- _What the task asks_: Copy out in full the stretch of the data from the line containing "Where can the shadow on pavement" through the end of the data, shifting every coordinate by adding 61 to each of its numbers.

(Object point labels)
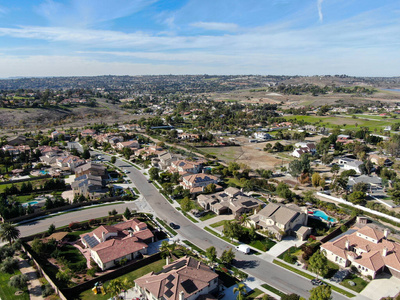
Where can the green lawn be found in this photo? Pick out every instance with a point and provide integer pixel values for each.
(272, 289)
(7, 292)
(330, 121)
(254, 294)
(218, 224)
(208, 215)
(263, 244)
(360, 283)
(35, 183)
(234, 181)
(220, 236)
(131, 276)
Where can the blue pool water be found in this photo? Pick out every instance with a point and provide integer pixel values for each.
(30, 203)
(321, 214)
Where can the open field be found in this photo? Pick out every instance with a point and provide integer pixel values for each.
(251, 154)
(373, 122)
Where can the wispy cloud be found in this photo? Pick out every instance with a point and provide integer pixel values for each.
(216, 26)
(320, 15)
(84, 13)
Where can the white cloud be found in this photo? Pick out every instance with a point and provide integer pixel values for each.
(216, 26)
(83, 13)
(319, 5)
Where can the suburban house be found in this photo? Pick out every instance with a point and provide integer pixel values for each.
(110, 244)
(16, 150)
(280, 219)
(262, 136)
(197, 182)
(184, 167)
(89, 186)
(70, 162)
(367, 248)
(230, 201)
(92, 169)
(350, 164)
(380, 160)
(163, 160)
(55, 135)
(372, 182)
(149, 151)
(133, 145)
(304, 148)
(183, 279)
(88, 132)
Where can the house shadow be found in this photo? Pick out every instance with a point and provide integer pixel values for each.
(246, 264)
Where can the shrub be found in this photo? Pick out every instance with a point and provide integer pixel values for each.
(91, 272)
(291, 259)
(18, 281)
(47, 290)
(9, 265)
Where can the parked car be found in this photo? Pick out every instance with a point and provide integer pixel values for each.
(173, 225)
(316, 281)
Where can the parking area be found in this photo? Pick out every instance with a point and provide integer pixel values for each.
(384, 285)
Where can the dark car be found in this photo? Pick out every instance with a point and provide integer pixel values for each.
(316, 281)
(173, 225)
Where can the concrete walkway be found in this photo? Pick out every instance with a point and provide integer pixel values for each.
(34, 285)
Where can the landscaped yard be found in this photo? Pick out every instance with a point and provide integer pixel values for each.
(8, 292)
(360, 283)
(207, 216)
(254, 294)
(131, 276)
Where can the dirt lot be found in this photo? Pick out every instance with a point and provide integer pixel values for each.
(251, 154)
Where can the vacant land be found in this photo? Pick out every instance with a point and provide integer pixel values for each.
(372, 122)
(251, 154)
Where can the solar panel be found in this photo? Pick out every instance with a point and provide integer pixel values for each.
(189, 286)
(168, 293)
(91, 241)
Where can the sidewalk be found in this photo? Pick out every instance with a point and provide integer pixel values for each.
(34, 285)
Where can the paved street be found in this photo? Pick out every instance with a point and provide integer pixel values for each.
(257, 267)
(270, 273)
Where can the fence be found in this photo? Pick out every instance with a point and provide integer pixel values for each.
(337, 231)
(62, 208)
(371, 211)
(73, 292)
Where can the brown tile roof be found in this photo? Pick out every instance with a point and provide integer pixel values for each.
(113, 249)
(185, 275)
(370, 253)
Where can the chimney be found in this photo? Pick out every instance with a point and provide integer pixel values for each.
(181, 295)
(386, 233)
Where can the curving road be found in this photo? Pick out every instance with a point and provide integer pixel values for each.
(272, 274)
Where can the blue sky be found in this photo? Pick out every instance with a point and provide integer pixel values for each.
(139, 37)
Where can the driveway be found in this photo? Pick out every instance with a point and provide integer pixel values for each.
(383, 286)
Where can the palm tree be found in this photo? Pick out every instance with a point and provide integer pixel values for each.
(167, 247)
(9, 232)
(241, 289)
(244, 220)
(117, 286)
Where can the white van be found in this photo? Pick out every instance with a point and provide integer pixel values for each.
(243, 248)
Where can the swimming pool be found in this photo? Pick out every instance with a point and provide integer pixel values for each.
(30, 203)
(321, 214)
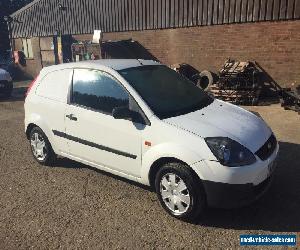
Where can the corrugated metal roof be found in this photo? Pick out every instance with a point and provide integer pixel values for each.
(44, 17)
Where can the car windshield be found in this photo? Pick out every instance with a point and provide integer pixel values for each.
(166, 92)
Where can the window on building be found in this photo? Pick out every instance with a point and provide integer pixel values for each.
(98, 90)
(27, 48)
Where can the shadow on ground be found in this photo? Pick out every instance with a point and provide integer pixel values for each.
(278, 210)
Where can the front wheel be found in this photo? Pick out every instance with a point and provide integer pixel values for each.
(41, 147)
(180, 191)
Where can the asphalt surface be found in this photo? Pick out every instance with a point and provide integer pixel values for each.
(74, 206)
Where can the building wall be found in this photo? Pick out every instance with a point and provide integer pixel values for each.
(274, 45)
(33, 66)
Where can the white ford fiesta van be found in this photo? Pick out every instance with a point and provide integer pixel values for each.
(143, 121)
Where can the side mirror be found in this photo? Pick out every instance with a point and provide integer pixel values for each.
(126, 114)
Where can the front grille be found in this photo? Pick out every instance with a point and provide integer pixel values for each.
(267, 149)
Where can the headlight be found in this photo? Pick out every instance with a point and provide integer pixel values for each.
(229, 152)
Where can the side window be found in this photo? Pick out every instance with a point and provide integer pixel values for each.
(55, 85)
(97, 90)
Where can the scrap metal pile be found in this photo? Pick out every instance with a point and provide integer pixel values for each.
(239, 83)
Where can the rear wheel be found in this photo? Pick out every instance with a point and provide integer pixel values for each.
(41, 147)
(180, 191)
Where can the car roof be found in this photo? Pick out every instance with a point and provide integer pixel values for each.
(116, 64)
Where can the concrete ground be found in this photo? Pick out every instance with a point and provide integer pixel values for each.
(74, 206)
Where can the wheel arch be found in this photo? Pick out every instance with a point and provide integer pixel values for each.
(29, 127)
(156, 165)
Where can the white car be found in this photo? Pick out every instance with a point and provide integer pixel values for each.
(6, 85)
(143, 121)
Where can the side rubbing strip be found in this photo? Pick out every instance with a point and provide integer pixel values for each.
(92, 144)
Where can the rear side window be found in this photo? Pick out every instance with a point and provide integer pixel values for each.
(55, 85)
(98, 90)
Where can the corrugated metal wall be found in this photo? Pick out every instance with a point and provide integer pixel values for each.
(84, 16)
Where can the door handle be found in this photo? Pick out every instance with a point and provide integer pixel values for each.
(72, 117)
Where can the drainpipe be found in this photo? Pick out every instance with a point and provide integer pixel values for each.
(9, 20)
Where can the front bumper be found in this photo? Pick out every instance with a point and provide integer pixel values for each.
(228, 187)
(225, 195)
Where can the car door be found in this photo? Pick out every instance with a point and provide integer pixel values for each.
(92, 132)
(50, 104)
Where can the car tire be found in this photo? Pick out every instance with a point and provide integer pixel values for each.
(9, 90)
(180, 191)
(41, 148)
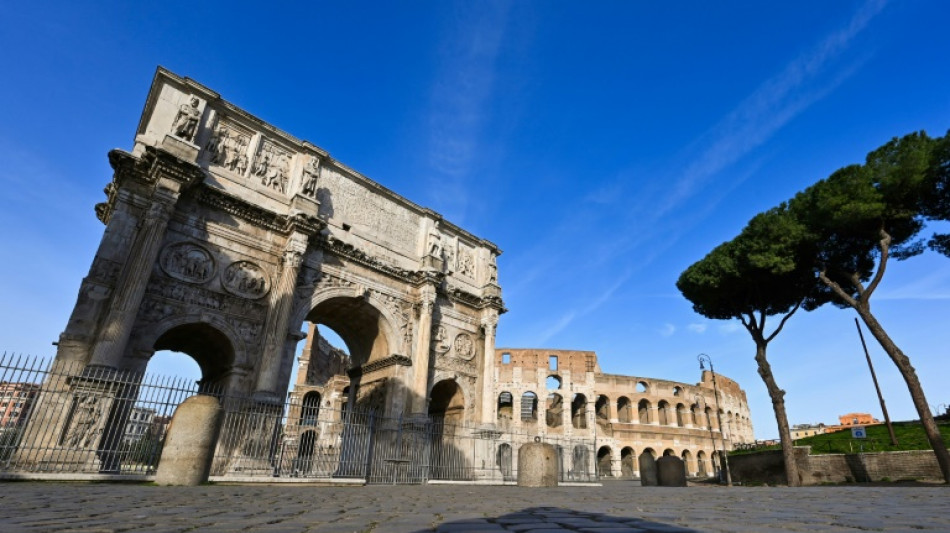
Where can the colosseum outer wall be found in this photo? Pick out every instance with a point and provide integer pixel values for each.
(564, 393)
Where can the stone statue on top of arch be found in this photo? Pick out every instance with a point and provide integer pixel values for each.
(186, 121)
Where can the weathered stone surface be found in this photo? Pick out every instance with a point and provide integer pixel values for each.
(537, 465)
(189, 443)
(670, 472)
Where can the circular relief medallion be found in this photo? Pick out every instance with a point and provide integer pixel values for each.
(245, 279)
(187, 262)
(464, 347)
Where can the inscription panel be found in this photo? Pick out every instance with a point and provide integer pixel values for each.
(341, 198)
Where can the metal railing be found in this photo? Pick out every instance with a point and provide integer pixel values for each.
(64, 417)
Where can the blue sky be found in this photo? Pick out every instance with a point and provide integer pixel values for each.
(603, 146)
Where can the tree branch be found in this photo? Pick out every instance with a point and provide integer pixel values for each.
(837, 290)
(885, 252)
(785, 318)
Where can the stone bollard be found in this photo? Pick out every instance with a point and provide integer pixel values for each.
(671, 472)
(190, 442)
(537, 465)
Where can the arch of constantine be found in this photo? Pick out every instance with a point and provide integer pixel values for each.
(225, 238)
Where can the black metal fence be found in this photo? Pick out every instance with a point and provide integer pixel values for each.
(73, 421)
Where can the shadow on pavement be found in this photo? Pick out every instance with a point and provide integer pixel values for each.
(550, 519)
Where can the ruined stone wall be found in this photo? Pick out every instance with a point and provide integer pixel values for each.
(667, 423)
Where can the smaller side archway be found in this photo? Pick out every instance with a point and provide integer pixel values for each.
(644, 411)
(624, 410)
(628, 460)
(604, 462)
(579, 411)
(529, 407)
(663, 413)
(647, 462)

- _Exercise output_:
Where can the shadow on pavement be found in this photo? Pick out every instance with a point and provide integer pixel values for each.
(611, 580)
Where can the ruined stone wall be found in this photo? Pick out every instance with a point and provide integer pixel values for each.
(728, 484)
Where can the smaller side archway be found in this photo? Pick out every instance with a point and provide integer pixel values for each.
(705, 472)
(685, 471)
(689, 521)
(665, 523)
(640, 472)
(590, 468)
(724, 474)
(708, 523)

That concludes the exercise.